*Given records*
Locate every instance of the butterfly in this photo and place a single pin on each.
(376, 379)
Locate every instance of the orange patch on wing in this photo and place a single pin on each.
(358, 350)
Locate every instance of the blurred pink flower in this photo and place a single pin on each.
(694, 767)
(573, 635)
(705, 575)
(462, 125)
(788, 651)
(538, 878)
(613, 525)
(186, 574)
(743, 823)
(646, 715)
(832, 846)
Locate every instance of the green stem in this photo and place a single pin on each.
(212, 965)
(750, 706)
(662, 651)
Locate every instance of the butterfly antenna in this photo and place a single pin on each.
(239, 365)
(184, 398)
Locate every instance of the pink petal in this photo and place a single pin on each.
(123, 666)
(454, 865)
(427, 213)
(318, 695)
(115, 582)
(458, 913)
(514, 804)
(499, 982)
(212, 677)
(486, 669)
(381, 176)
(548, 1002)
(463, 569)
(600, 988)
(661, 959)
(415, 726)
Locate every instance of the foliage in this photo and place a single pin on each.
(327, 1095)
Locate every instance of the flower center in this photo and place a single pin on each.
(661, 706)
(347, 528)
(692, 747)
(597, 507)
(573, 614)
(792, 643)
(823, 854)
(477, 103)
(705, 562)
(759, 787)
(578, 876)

*Exercise*
Copy out the material word for word, from the line containing "Locate every instance of the butterfly antenna" through the last line of the material.

*Task result*
Locate every instance of the butterfly antenna in this photo and place a single pin on each.
(239, 365)
(184, 398)
Locate every instance of the pink petal in this photo and place a single pin on each.
(123, 666)
(454, 865)
(427, 213)
(318, 695)
(115, 582)
(458, 913)
(514, 804)
(499, 982)
(212, 677)
(486, 669)
(381, 176)
(548, 1002)
(463, 569)
(600, 988)
(661, 959)
(415, 726)
Locate every instance of the foliage in this photo and place a single pin on each.
(327, 1095)
Locate every instance of the flower center in this photo and place a single pin on each.
(661, 706)
(347, 528)
(692, 747)
(597, 507)
(573, 614)
(792, 643)
(823, 854)
(477, 103)
(705, 562)
(759, 787)
(578, 876)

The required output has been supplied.